• **Exercise directions**: Every record here needs to be duplicated exactly.

• **Recorded data**:
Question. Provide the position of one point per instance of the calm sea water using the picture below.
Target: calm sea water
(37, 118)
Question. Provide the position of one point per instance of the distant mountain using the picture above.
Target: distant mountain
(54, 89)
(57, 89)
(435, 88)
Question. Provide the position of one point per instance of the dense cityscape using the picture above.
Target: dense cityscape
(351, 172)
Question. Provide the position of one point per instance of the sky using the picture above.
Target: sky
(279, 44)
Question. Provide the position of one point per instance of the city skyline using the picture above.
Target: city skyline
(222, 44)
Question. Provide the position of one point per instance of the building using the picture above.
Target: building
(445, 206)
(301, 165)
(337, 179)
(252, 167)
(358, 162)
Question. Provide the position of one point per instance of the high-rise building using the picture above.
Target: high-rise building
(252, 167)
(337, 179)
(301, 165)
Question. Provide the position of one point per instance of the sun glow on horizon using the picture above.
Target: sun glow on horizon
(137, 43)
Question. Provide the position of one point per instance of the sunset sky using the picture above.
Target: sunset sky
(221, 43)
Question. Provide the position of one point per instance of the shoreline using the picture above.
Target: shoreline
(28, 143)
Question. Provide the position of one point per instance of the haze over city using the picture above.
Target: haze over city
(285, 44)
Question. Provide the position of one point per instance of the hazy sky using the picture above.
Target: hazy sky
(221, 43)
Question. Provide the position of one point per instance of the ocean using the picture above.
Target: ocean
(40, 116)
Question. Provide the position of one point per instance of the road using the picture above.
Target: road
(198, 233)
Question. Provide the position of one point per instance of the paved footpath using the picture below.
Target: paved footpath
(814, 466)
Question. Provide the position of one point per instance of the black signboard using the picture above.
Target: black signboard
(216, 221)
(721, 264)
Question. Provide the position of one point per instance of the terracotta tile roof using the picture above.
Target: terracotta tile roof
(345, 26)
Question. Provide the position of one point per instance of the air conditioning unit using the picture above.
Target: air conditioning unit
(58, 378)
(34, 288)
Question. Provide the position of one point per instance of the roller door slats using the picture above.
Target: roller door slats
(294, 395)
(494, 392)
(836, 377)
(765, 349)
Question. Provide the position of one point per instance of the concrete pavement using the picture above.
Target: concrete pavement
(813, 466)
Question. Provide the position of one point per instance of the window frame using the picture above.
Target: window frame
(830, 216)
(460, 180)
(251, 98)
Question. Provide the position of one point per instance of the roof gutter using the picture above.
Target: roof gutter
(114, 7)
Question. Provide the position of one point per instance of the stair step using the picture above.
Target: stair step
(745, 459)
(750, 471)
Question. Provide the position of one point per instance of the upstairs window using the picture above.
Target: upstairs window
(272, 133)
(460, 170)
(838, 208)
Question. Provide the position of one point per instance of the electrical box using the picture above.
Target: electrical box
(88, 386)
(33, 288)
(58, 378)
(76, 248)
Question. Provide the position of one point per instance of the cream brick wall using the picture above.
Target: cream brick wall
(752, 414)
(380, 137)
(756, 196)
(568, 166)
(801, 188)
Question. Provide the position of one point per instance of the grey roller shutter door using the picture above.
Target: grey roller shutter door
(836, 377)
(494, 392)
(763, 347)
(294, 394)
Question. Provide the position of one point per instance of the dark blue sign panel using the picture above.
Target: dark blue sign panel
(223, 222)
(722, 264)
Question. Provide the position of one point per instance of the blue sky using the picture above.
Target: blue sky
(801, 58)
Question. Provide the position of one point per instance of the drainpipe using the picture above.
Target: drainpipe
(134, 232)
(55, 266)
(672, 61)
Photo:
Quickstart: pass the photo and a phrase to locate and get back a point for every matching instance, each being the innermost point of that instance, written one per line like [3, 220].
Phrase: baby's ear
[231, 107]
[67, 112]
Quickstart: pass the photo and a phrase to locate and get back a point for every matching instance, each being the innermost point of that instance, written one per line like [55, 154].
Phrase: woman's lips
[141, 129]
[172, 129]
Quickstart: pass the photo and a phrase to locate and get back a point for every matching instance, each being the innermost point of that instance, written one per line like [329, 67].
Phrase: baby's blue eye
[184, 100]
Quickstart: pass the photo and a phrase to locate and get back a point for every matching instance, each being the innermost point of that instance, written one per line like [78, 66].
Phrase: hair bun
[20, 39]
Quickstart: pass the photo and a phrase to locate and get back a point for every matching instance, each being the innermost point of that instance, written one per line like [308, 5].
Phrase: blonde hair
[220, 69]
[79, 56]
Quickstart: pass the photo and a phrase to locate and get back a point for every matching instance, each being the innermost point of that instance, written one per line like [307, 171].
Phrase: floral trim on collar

• **Problem solution**:
Question. Provide the position of one point per instance of the calm sea water using the picture below.
Target: calm sea water
(37, 118)
Question. Provide the position of one point per instance of the distant mountain using the picture above.
Target: distant mountain
(54, 89)
(57, 89)
(435, 88)
Question. Provide the position of one point per instance of the dense cityscape using the picture above.
Target: dense cityscape
(351, 172)
Question. Provide the position of one point per instance of the sky using the picture above.
Target: sky
(279, 44)
Question. Provide the position of one point per instance of the city skyline using the picture above.
Target: city skyline
(222, 44)
Question. Provide the position of one point per instance of the building using the picture above.
Target: building
(445, 206)
(301, 165)
(337, 179)
(252, 167)
(358, 162)
Question. Provide the position of one point per instance of the high-rise building using the picture above.
Target: high-rise building
(252, 167)
(337, 179)
(301, 165)
Question. Provide the position of one point per instance of the sun glow on horizon using the picture above.
Target: sun glow on horizon
(137, 43)
Question. Provide the position of one point per instance of the sunset sky using the picture above.
Target: sunset sky
(221, 43)
Question. Provide the position of one point per instance of the shoreline using the picture above.
Target: shoreline
(28, 143)
Question. Provide the position of one point per instance of the haze over city using the picture above.
Target: haze over city
(285, 44)
Question. Provide the position of one point per instance of the hazy sky using the picture above.
Target: hazy sky
(221, 43)
Question. Provide the position of one point per instance of the ocean using the picture above.
Target: ocean
(40, 116)
Question. Provide the position of one point per instance of the road using the picture above.
Target: road
(198, 233)
Question. Provide the position of one point per instance of the paved footpath using the picture below.
Target: paved footpath
(814, 466)
Question. Provide the position of one point per instance of the black signboard using the picture above.
Target: black signboard
(216, 221)
(721, 264)
Question. Provide the position of one point per instance of the terracotta tile roof using the picture above.
Target: terracotta tile roof
(345, 26)
Question. Provide the position of one point per instance of the air conditioning unit using the picture above.
Target: air conditioning unit
(58, 378)
(34, 288)
Question. Provide the position of one point per instance of the roller door slats using the picture above.
Target: roller door slats
(294, 395)
(494, 392)
(836, 377)
(765, 349)
Question. Provide the position of one point per instance of the concrete pavement using the picture above.
Target: concrete pavement
(813, 466)
Question. Provide the position of one point per instance of the window frame using the picture above.
Target: window frame
(830, 216)
(460, 180)
(251, 98)
Question. Provide the position of one point per instance of the roof gutter using the picture above.
Target: roof gutter
(114, 7)
Question. Provide the position of one point per instance of the stair step using the picture above.
Target: stair step
(745, 459)
(750, 471)
Question. Provide the position of one point per instance of the upstairs window using the picture above.
Target: upstairs window
(272, 133)
(460, 170)
(838, 208)
Question. Provide the position of one point per instance of the electrical box using the picture above.
Target: electrical box
(88, 386)
(33, 288)
(58, 378)
(76, 248)
Question. Provide the position of one point per instance of the cream brick wall using the picture above.
Target: cream brick wall
(752, 414)
(380, 137)
(756, 196)
(568, 166)
(801, 188)
Question. Provide the position of one point per instance of the grey roller shutter door using the picture above.
Target: grey roller shutter door
(836, 377)
(494, 392)
(763, 347)
(294, 394)
Question. Provide the position of one point per instance of the dark blue sign panel using the picture above.
Target: dark blue sign panel
(223, 222)
(722, 264)
Question. Provide the position of one point per instance of the blue sky using the picture above.
Target: blue sky
(801, 58)
Question. Provide the position of one point per instance of the drainpipe using the picture above.
Target: drainpipe
(134, 232)
(55, 266)
(672, 61)
Photo:
Quickstart: pass the photo and a phrase to locate and get back a point for every matching instance, each being the innermost point of that instance, written one per line like [3, 220].
Phrase: baby's ear
[231, 107]
[67, 112]
Quickstart: pass the photo and a phrase to locate and get back a point for every matching instance, each being the innermost point of that instance, written one per line like [55, 154].
Phrase: woman's lips
[141, 129]
[172, 129]
Quickstart: pass the photo and a phrase to locate and get back a point for every matching instance, each being the innermost point of that instance, written one per line like [329, 67].
Phrase: baby's blue eye
[184, 100]
Quickstart: pass the photo and a phrase to locate and get back a point for every matching instance, each being the innermost point of that instance, written one per line like [78, 66].
Phrase: hair bun
[20, 39]
Quickstart: pass the photo and a phrase to locate and get back a point for every matching instance, each being the innermost point of that instance, written one per line like [308, 5].
Phrase: blonde hair
[220, 69]
[79, 56]
Quickstart: pass the photo and a phrase to locate and get back a point for every matching instance, each being the innermost point of that instance, written one per line like [307, 171].
Phrase: floral trim on collar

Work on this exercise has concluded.